- Instructions for the task
Please carry the review of the Netflix movie Anon below forward, picking up right after its last sentence.

— Begin Given passage —

I am so betwixt and between on the movie Anon from Netflix. So much of it was blatantly obvious from the get go. And so much more of it was slow and plodding and made me just not care. And yet, the world building! The design! The Black Mirror-esqueness of it all!!! This idea had potential to spare! I mean, it’s a world where everyone wears cortex implants that allows you instantly see meta-data about anything, everything, and everyone in real time. And in world where going off grid is a crime? There are a billion places this thing could go in order to hit an in the park homerun. It was just inevitable.

So no, I am not necessarily recommending this movie to anyone. But since its on Netflix. And since it’ll be on half of your login screens to Netflix in the next few days. We might as well talk about it. Here’s the trailer if you are still undecided (what? my lackluster endorsement didn’t sell you? fair enough.)

High Level Overview of Netflix’s Movie Anon

So with that, if you haven’t seen the movie yet – flitter away little bird. Shoo. Go. Flip over to your Netflix app, and watch the movie. Then flip back and join me for my walkthrough. And then chime in on the discussion. Because I need some help determining my final thoughts on the film. Normally I’m opinionated enough for 12 people. But like, Backstabbing for Beginners, I’m lost, and unclear what I think about the movie. So yeah – HERE BE DRAGONS… SPoiLerS! AVERT YOUR EYES!

Ok, now that everyone but those that have seen the movie and my buddy Adam (who just keeps reading regardless of how I tell him to stop in person. Dude… seriously uncool. Hey, random internet reader, maybe if you mention him in the comments and tell him he shouldn’t read on he’d listen. Because right now? He’s surely not listening to me.) are gone, why don’t we chat a bit about the movie Anon from Netflix.

The movie kicks off innocently enough with Sal Frieland, (get it? Free-Land? Um, yeah, neither do I.) heading to his job as a detective, some time in the comparably near future. It is a world in which ocular implants called, biosyn implants, allow everyone to see data about everyone and everything around them. The data is issued for absolutely everyone that is registered in the city’s systems. This all knowing and all seeing stream of info is called “God’s Eye” and it means that it shows data for absolutely everyone because it is illegal for anyone to be off grid.  But there, right in front of him? Is a person whose data glitches and shows as an error. huh. But he continues on.

Soon though, it is found out that a string of murders is being committed, and they are being committed by someone that is off grid. Somehow someone is hacking the ether, or the the database wherein law enforcement tracks every bit of data that comes from God’s Eye for every human on the grid. So, how is someone killing others in a society where every single move is constantly tracked?!? Well, it would seem that, the murderer is utilizing the victims own vision against them by playing the murderer’s perspective into the eyes of the victim. So to say this slowly to the duller tools in the tool shed amongst us… If I was killing you, I would send what I see into your eyes. Right? So all you are able to see is my view of you. My view of my gun, and not much else. Which means you can’t see me. You can’t record me or my data. etc. Right?

— End Given passage —
— Begin Stored rows —

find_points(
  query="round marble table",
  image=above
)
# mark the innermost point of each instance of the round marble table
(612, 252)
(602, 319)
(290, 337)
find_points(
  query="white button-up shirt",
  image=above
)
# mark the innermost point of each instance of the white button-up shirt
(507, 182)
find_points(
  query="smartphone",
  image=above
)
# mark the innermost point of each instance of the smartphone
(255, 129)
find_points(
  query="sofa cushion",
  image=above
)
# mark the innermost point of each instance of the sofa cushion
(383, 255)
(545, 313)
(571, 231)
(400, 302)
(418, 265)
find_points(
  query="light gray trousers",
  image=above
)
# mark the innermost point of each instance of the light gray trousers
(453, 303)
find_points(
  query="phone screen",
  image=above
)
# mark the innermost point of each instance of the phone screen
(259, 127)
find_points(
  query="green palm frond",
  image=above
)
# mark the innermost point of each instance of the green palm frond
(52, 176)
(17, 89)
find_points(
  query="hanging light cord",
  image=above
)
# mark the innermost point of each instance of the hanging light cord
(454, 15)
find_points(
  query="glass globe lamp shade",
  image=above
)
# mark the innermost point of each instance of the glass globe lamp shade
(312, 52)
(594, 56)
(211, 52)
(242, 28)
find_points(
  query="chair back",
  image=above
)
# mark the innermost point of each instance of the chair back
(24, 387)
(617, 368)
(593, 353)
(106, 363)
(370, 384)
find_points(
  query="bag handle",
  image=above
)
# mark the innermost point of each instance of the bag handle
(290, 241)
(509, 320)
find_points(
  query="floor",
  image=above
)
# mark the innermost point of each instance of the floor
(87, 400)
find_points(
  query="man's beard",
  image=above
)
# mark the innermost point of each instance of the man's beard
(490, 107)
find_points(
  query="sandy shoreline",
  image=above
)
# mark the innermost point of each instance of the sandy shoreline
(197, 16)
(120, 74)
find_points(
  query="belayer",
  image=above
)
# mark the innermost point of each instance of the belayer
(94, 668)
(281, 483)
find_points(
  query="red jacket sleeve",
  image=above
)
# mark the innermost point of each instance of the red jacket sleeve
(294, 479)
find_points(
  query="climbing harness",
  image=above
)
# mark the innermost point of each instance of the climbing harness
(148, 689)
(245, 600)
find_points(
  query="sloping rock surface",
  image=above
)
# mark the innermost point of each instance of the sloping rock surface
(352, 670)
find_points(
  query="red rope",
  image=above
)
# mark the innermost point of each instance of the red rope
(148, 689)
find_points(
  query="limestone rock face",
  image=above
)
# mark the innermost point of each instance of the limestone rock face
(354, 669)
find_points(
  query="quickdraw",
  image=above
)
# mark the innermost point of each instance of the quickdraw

— End Stored rows —

- Task response
When The Suspect Cannot Be The Killer

Well, in Sal’s research of the murders he is basically certain that it is the woman that was seen as off Ether towards the beginning of the film. HAS TO BE HER!!! She is a fixer. She seemingly has no identity.  And she use this super power of hers to do jobs for people that don’t want things to be found out inside the Mind’s Eye. Affairs. Mistakes. Etc. etc. But there are certain things that she will not do. So she’s a fixer with a conscience.

Now let’s talk about this for a moment. You can always be certain in really every thriller of all time, the first suspect is NEVER the bad guy. Especially if its a she. And especially especially if its a beautiful she that is acted by the actress Amanda Seyfried. Even if she is wearing a fairly awful wig etc etc. But I am wandering far afield again aren’t I? Right. Sorry about that. Anyway… you can just take it as fact now, upon first seeing her, in other words, immediately, that it wasn’t “The Girl”, as she is listed in the titles. So yeah, I see the girl… and I know she’ll be suspect number 1 immediately. And the next thing I know? It’s not her. She isn’t the bad guy. But was really curious how well Andrew Nicoll, the screenplay author and director, would land the bait and switch at the very last second.

The trickiness about flipping the script in a situation like this is many fold. First, you can’t chase the girl all movie long and then all of a sudden flip to finding out that it was a mail man from some boondock town just passing through that we’ve never seen before. Nope. You have to secretly introduce us to your alternative. You have to secretly give us not only a logical explanation for why it could be them, but you also need to give the audience a readily easy to understand way to uncover the true bad guy without pulling the parachute too late. If you do that people will be too confused. Even worse? If you pull it too early? People will bored out of their minds.

So how does Anon do with this bait switch not the girl play? Not great at all. But we’ll get to that.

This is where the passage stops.